Exercice court 1 = D'après la chronique, de quel album le morceau « Hymn » est-il extrait ?

Extrait du texte =
February 24, 2005

the goddam truth



L'artiste dont il est question ce jour cumule une quantité de défauts loin d'être marginale. Entre nom de groupe ronflant, imagerie souvent médiocre, choix de production atterrants quand ils ne sont pas carrément contre-productifs, textes oscillant entre le plutôt attendrissant et le très rébarbatif, et voix - au moins à ses débuts - sans grand relief, Kevin Tihista livre depuis maintenant environ 8 ans une pop indé qu'il semble difficile d'apprécier.

Difficile mais pas rigoureusement impossible. Loin de là. Entre guitares lourdingues mal dosées et égarements lyriques surnage par moments - trop souvent pour que ce ne soit qu'une série d'accidents - une véritable émotion. Le désespoir un poil chiant du jeune homme se mue alors en quelques instants, par la grâce d'un humour un brin cynique ("the greatest impression I ever made was on my pillow") ou d'une maladresse touchante, en un peu plus que le simple spleen d'un garçon à lunettes qui aime bien les chevaux ... En un mini-mélodrame aux proportions humaines, étonnamment proche et familier.

Trois illustrations de ce paradoxe musical en autant d'albums :

Dans "Stoopid Boy", Kevin Tihista parvient à admettre sa propre inconsistance. Un tour de force, si l'on se réfère au cadre de cette pop indé qui consiste, la majeure partie du temps, à chanter ses propres malheurs en leur conférant une grandeur et une aura les plus spectaculaires possibles. Prenant (délibérément ?) le rebours de cette tendance, notre ami Kevin confesse tout simplement qu'il ne sait absolument pas ce qu'il est en train de faire. Sentiment familier s'il en est. Isn't it ?

"Hymn" est extrait de Judo, probablement l'essai le plus faiblard de l'ensemble, desservi par des balades sirupeuses comme "One More Day" et une floppée de titres insipides noyées sous des torrents de synthétiseurs. On en ressort quand même avec deux petites bombinettes sous les bras : le très beatlesien "You're Making Other Plans", qui gagnerait à être un peu plus direct, et ce parfait petit hymne, qui ne repose que sur un simple arpège de guitare, une idée simple et des choeurs qui s'envolent vers la fin (un peu à la manière, toute proportion gardée, du "I Didn't Understand" d'Elliott Smith).

Données extraites =

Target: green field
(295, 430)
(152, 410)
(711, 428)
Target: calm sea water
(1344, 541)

Exercice court 2 = Filtrez les lignes ci-dessus et recopiez chacune de celles qui contiennent la chaîne « Target ».

Résultat 1 = De l'album Judo.

Résultat 2 =
Target: green field
Target: calm sea water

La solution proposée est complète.